▸ What you will do
Give the records below as a two-column CSV with the columns "input" and "output", one row per record: the record's text in one quoted field and its answer in the other, with line breaks turned into spaces. Include every record, and leave the pictures out.

---------- Supplied entries ----------

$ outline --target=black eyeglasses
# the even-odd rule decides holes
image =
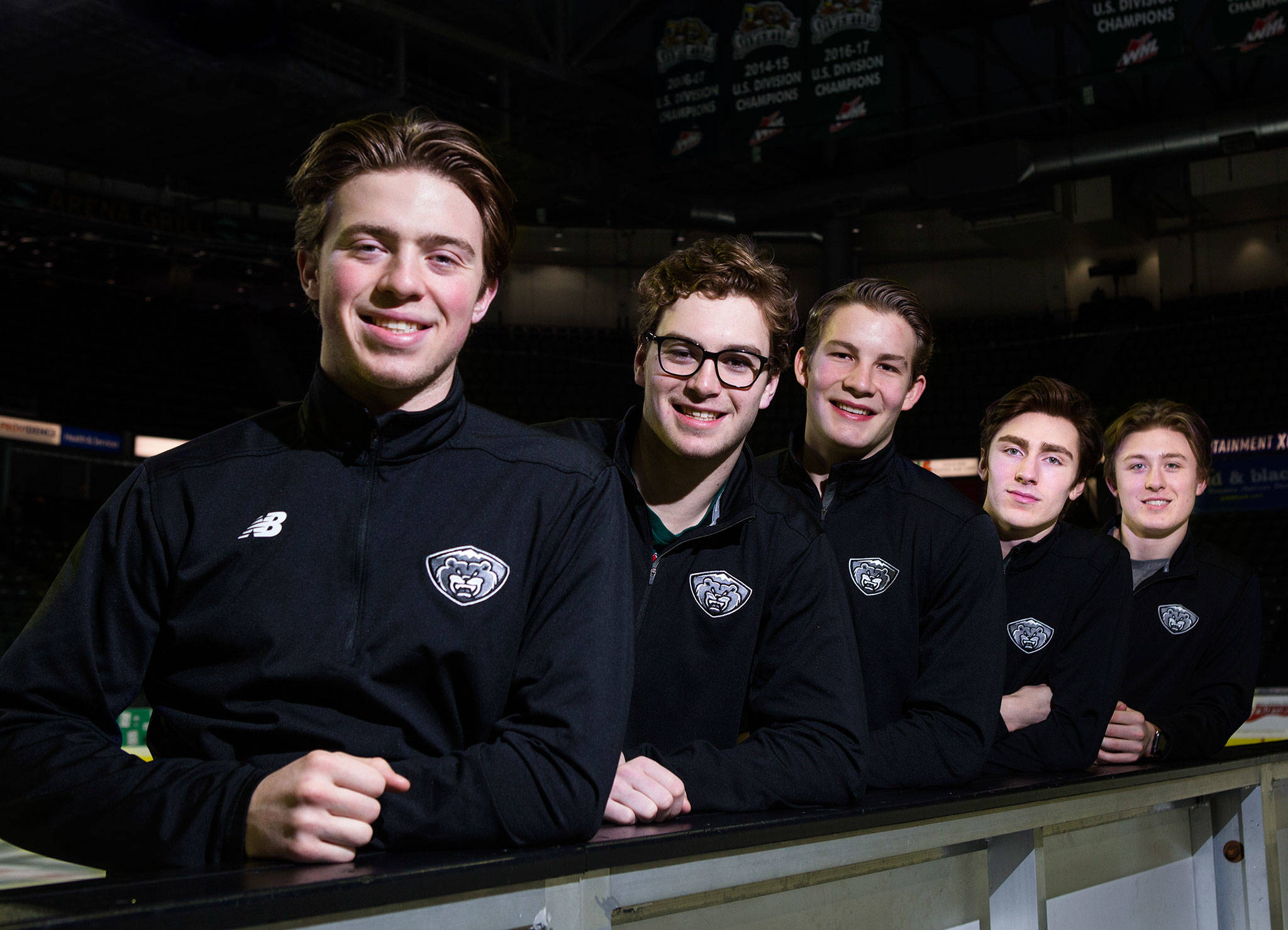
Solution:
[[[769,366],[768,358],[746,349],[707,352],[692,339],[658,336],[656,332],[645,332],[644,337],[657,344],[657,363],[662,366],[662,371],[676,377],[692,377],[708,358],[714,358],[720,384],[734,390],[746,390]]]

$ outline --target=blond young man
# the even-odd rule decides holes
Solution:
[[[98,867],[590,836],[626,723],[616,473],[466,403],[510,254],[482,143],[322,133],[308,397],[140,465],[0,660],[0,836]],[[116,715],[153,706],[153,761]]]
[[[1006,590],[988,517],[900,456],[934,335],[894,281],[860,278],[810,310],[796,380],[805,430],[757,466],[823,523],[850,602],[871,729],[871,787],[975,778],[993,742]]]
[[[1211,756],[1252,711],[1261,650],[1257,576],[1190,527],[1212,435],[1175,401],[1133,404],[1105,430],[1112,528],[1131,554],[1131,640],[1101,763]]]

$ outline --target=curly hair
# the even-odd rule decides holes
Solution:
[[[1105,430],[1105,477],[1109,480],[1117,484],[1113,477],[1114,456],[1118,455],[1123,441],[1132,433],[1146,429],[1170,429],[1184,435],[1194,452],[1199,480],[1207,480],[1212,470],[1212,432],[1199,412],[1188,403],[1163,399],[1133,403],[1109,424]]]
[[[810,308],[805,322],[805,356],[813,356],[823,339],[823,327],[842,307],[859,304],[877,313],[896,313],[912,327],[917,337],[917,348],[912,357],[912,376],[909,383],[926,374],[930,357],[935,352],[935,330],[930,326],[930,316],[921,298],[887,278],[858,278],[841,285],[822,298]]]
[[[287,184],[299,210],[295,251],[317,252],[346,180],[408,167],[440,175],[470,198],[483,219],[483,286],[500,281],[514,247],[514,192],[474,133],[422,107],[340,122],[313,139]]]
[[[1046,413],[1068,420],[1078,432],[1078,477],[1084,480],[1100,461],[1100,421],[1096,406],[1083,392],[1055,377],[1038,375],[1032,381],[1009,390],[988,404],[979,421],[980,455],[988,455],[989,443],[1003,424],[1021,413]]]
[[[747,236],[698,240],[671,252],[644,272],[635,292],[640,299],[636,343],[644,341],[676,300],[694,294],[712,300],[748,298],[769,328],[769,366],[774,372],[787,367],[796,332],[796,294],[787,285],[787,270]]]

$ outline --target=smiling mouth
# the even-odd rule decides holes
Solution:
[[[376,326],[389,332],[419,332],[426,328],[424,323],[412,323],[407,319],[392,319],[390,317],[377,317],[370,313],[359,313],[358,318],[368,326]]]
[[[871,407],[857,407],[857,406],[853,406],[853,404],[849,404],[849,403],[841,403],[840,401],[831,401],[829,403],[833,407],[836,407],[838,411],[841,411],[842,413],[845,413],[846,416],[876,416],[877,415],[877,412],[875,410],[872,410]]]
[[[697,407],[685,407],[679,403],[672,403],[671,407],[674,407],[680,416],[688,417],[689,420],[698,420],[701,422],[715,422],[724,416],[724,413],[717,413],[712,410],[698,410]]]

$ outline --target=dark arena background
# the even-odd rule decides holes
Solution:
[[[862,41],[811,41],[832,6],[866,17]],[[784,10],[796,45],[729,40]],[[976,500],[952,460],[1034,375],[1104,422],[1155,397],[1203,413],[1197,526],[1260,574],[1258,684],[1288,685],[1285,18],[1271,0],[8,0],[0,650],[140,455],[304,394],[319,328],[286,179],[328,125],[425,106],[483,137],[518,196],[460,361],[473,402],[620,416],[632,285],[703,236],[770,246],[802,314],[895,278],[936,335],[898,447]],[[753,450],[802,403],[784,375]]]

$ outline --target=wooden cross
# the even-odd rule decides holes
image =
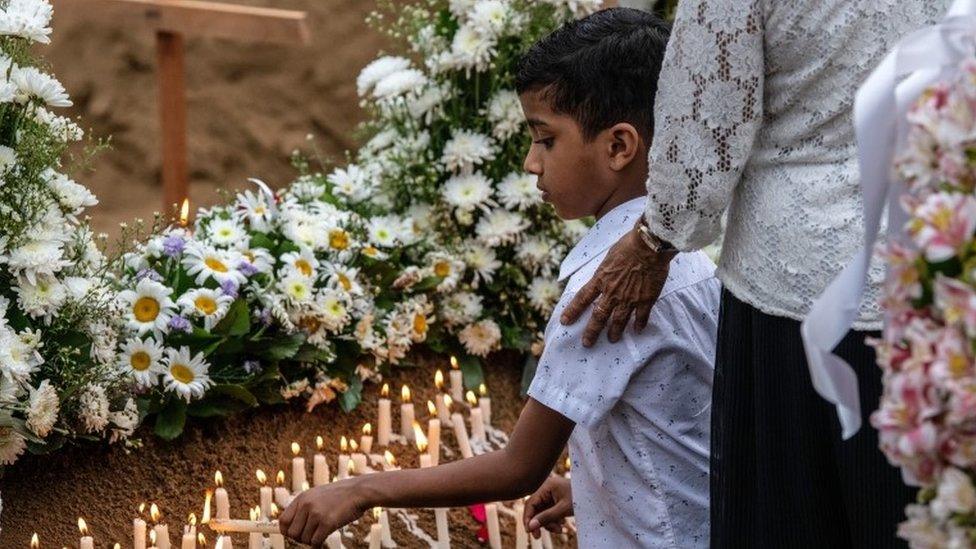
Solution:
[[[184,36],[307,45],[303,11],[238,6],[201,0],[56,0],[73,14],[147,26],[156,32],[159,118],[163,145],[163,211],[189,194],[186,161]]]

----------

▸ Correct output
input,output
"$ outline --target=black eyeglasses # the even-odd rule decides holes image = Solution:","[[[769,366],[768,358],[746,349],[707,352],[692,339],[658,336],[656,332],[645,332],[644,337],[657,344],[657,363],[662,366],[662,371],[676,377],[692,377],[708,358],[714,358],[720,384],[734,390],[746,390]]]"
"$ outline --target=blond young man # the even-odd rule decides holes Solution:","[[[98,867],[590,836],[626,723],[616,473],[466,403],[510,254],[482,143],[322,133],[308,397],[140,465],[0,660],[0,836]],[[116,715],[153,706],[153,761]]] [[[1006,590],[988,517],[900,456],[934,335],[894,281],[860,278],[810,310],[796,380],[805,430],[757,466],[823,523],[850,602],[871,729],[871,787],[975,778],[993,742]]] [[[1211,756],[1252,711],[1261,650],[1257,576],[1190,527],[1212,435],[1175,401],[1133,404],[1105,430],[1112,528],[1131,554],[1131,640],[1101,763]]]"
"$ outline --target=curly hair # the even-odd rule decides holes Solution:","[[[1105,430],[1105,477],[1109,480],[1117,484],[1113,477],[1114,456],[1118,455],[1123,441],[1132,433],[1146,429],[1170,429],[1184,435],[1194,452],[1199,480],[1207,480],[1212,470],[1212,432],[1199,412],[1188,403],[1163,399],[1133,403],[1109,424]]] [[[810,308],[805,322],[805,356],[813,356],[823,339],[823,327],[842,307],[859,304],[877,313],[896,313],[912,327],[917,337],[917,348],[912,357],[912,376],[909,383],[926,374],[930,357],[935,352],[935,330],[930,326],[930,316],[921,298],[887,278],[858,278],[841,285],[822,298]]] [[[287,184],[299,210],[295,251],[317,252],[346,180],[408,167],[440,175],[470,198],[483,219],[483,286],[500,281],[514,247],[514,192],[474,133],[422,107],[340,122],[313,139]]] [[[1046,413],[1068,420],[1078,432],[1078,477],[1084,480],[1100,461],[1100,421],[1096,406],[1083,392],[1055,377],[1038,375],[1032,381],[1009,390],[988,404],[979,421],[980,455],[988,455],[989,443],[1003,424],[1021,413]]] [[[747,236],[698,240],[671,252],[644,272],[635,292],[640,299],[636,343],[644,341],[676,300],[694,294],[712,300],[748,298],[769,328],[769,366],[774,372],[787,367],[796,332],[796,294],[787,285],[787,270]]]"
"$ outline --target=smiling mouth # the even-odd rule decides holes Solution:","[[[376,326],[389,332],[419,332],[426,328],[424,323],[412,323],[407,319],[392,319],[390,317],[377,317],[370,313],[359,313],[358,318],[368,326]]] [[[871,407],[857,407],[857,406],[853,406],[853,404],[849,404],[849,403],[841,403],[840,401],[831,401],[829,403],[833,407],[836,407],[838,411],[841,411],[842,413],[845,413],[846,416],[876,416],[877,415],[877,412],[875,410],[872,410]]] [[[697,407],[685,407],[679,403],[672,403],[671,407],[674,407],[680,416],[688,417],[689,420],[698,420],[701,422],[715,422],[724,416],[724,413],[717,413],[712,410],[698,410]]]"
"$ outline --target=dark arena background # the even-odd rule decides holes Solution:","[[[862,41],[811,41],[832,6],[866,17]],[[784,10],[796,45],[729,40]],[[976,500],[952,460],[1034,375],[1104,422],[1155,397],[1203,413],[1197,526],[1260,574],[1258,684],[1288,685],[1285,18],[1271,0],[8,0],[0,650],[140,455],[304,394],[319,328],[286,179],[328,125],[425,106],[483,137],[518,196],[460,361],[473,402],[620,416],[632,285],[703,236],[770,246],[802,314],[895,278],[936,335],[898,447]],[[753,450],[802,403],[784,375]]]"
"$ outline --target=wooden cross # the even-odd rule decides holes image = Solution:","[[[184,36],[307,45],[303,11],[238,6],[201,0],[56,0],[73,14],[147,26],[156,32],[159,118],[163,145],[163,211],[189,194],[186,161]]]"